> Goal: Reproduce every one of the items below word for word, changing nothing.

> Extracted records:
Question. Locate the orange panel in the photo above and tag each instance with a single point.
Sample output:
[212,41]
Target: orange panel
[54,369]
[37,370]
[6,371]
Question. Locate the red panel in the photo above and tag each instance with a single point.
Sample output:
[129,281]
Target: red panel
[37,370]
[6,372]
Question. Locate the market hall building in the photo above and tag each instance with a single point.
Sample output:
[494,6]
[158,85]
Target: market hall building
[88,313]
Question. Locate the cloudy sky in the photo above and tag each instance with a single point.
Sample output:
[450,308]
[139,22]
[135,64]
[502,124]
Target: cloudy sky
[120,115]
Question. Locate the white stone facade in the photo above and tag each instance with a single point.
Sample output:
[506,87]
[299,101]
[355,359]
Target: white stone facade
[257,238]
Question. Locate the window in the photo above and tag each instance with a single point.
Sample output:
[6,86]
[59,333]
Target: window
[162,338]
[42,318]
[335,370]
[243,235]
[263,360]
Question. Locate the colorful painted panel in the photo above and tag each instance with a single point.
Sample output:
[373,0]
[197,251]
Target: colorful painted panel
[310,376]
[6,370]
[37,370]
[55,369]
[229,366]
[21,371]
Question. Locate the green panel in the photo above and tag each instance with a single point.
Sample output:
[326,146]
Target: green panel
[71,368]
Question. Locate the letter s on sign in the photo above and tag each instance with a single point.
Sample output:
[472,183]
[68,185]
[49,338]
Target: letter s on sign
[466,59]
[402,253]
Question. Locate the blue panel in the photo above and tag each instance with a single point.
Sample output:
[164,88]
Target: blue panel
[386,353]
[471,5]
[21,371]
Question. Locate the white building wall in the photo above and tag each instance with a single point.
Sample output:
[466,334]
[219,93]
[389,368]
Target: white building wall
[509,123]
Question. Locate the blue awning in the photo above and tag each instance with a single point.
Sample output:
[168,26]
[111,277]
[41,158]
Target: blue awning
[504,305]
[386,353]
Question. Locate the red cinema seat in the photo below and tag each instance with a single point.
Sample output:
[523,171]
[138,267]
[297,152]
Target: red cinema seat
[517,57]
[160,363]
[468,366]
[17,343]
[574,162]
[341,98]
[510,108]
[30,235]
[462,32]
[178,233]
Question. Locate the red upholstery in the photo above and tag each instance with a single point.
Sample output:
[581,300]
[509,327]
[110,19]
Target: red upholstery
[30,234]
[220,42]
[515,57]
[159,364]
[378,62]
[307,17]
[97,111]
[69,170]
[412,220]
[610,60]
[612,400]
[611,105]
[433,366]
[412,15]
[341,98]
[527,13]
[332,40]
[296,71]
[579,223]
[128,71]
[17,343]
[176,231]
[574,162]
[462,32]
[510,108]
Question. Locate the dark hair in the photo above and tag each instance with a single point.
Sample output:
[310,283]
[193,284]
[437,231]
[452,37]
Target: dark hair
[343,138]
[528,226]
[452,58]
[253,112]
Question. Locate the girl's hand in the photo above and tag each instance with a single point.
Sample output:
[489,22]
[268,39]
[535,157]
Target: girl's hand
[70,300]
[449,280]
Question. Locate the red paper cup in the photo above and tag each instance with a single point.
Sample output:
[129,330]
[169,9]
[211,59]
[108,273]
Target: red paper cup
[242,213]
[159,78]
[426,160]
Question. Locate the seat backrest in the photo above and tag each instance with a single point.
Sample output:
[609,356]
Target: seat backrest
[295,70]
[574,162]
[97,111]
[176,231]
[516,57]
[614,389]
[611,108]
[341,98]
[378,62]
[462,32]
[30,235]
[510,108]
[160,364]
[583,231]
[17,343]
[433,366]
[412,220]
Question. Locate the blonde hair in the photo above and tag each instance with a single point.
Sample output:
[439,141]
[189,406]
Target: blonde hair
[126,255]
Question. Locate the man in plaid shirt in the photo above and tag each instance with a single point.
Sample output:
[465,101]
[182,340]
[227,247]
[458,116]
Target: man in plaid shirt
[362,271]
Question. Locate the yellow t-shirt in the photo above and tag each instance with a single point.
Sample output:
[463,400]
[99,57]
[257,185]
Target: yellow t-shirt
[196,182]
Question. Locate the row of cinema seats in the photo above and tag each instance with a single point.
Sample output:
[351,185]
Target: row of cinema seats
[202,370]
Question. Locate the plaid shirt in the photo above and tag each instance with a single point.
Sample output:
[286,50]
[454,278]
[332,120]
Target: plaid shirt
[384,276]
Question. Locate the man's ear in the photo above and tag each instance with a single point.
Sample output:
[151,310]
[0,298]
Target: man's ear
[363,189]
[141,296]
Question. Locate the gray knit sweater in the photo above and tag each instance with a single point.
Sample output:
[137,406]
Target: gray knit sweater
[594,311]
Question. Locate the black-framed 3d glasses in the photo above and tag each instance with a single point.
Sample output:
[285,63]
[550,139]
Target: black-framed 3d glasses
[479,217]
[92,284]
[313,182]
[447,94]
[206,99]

> Solution to this exercise:
Question. Locate the orange panel in the photo above and tag each instance with a single point.
Sample output:
[212,41]
Target: orange panel
[54,369]
[37,370]
[6,371]
Question. Locate the red panel in the photo above and tag each instance with a single point.
Sample output:
[129,281]
Target: red panel
[37,370]
[6,372]
Question. Locate the market hall building in the photo above and tag each instance with a single point.
Sample output:
[494,6]
[158,85]
Target: market hall building
[88,313]
Question. Locate the cloudy sky in the photo above and tag each instance with a single point.
Sample output:
[450,308]
[139,22]
[135,64]
[502,124]
Target: cloudy sky
[120,115]
Question. Locate the white stone facade in the photo above and tag each instance with a single point.
Sample output:
[506,87]
[299,101]
[355,359]
Target: white stone facade
[257,238]
Question. Locate the window in the photo above and tag each instance with a single point.
Sample output:
[6,86]
[59,333]
Target: window
[162,338]
[42,318]
[335,370]
[243,235]
[263,360]
Question. Locate the colorful painted panel in the photo above and tag each instance with a single point.
Sample output:
[373,0]
[197,251]
Target: colorful painted panel
[310,376]
[6,370]
[37,370]
[55,369]
[229,366]
[21,371]
Question. Locate the green panel in the photo above and tag each instance with a single point.
Sample output:
[326,146]
Target: green panel
[71,368]
Question. Locate the letter s on sign in the photo above and tag each instance with a single point.
Sample output:
[472,183]
[68,185]
[49,338]
Target: letter s on sign
[466,59]
[402,253]
Question. Locate the blue panel in the photo above and tag each instance with a single point.
Sample output:
[164,88]
Target: blue panel
[386,353]
[471,5]
[21,371]
Question. Locate the white building wall in the photo above and tag each instance with a single point.
Sample output:
[466,334]
[219,93]
[389,368]
Target: white building wall
[509,123]
Question. Locate the blue awning in the photo above and tag each instance with a single point.
Sample output:
[168,26]
[111,277]
[41,158]
Target: blue awning
[504,305]
[386,353]
Question. Locate the red cinema seat in the photo below and tag each instance with a single point.
Sample output:
[523,171]
[138,267]
[297,152]
Target: red cinema seat
[517,57]
[160,363]
[468,366]
[17,343]
[574,162]
[341,98]
[510,108]
[30,235]
[462,32]
[178,233]
Question. Locate the red upholstery in the photo above and tag each instance with a single point.
Sample output:
[581,300]
[509,327]
[110,19]
Target: red upholstery
[30,234]
[220,42]
[515,57]
[159,364]
[378,62]
[307,17]
[97,111]
[69,170]
[412,220]
[610,60]
[612,400]
[611,105]
[433,366]
[412,15]
[341,98]
[527,13]
[332,40]
[296,71]
[579,223]
[128,71]
[17,343]
[176,231]
[574,162]
[462,32]
[510,108]
Question. Locate the dark hair in the photo above and tag each instance with a single point.
Sample output:
[310,283]
[193,284]
[437,231]
[452,37]
Target: dark hair
[343,138]
[528,226]
[452,58]
[253,112]
Question. Locate the girl's hand in the photo above and tag each instance with a single point.
Sample output:
[489,22]
[268,39]
[535,157]
Target: girl's hand
[70,300]
[449,280]
Question. Locate the red paper cup in the photo above and tag each instance with a single point.
Sample output:
[129,330]
[169,9]
[211,59]
[108,273]
Target: red paper cup
[242,213]
[159,78]
[426,160]
Question. Locate the seat backrest in the photo above and tag each instance with a single point.
Sample output:
[609,356]
Target: seat backrest
[295,70]
[574,162]
[97,111]
[176,231]
[516,57]
[614,389]
[611,108]
[341,98]
[378,62]
[462,32]
[30,235]
[510,108]
[160,364]
[583,231]
[17,343]
[433,366]
[412,220]
Question. Locate the blonde hair in the photo above and tag each instance with a single point.
Sample output:
[439,141]
[189,406]
Target: blonde hair
[126,255]
Question. Locate the man in plaid shirt in the photo above and tag each instance with a single point.
Sample output:
[465,101]
[182,340]
[227,247]
[458,116]
Target: man in plaid shirt
[362,271]
Question. Locate the yellow t-shirt in the photo above and tag each instance with a single point.
Sample output:
[463,400]
[99,57]
[257,185]
Target: yellow t-shirt
[196,182]
Question. Locate the row of cinema seats in the photo above and tag each instance with a single point.
Sample output:
[351,185]
Target: row of cinema seats
[202,370]
Question. Locate the plaid shirt in the photo above and tag each instance with a single point.
Sample output:
[286,50]
[454,278]
[332,120]
Target: plaid shirt
[384,276]
Question. Locate the man's ear in the photo above and tag each instance with a single point.
Sample output:
[151,310]
[0,298]
Target: man's ear
[363,189]
[141,296]
Question. Locate the gray knit sweater in the photo above and tag each instance with a single point.
Sample output:
[137,406]
Target: gray knit sweater
[594,311]
Question. Locate the black-framed 3d glasses in the photo above and tag each instance with a single point.
Sample output:
[285,63]
[550,139]
Target: black-framed 3d glasses
[479,217]
[92,284]
[313,182]
[447,94]
[206,99]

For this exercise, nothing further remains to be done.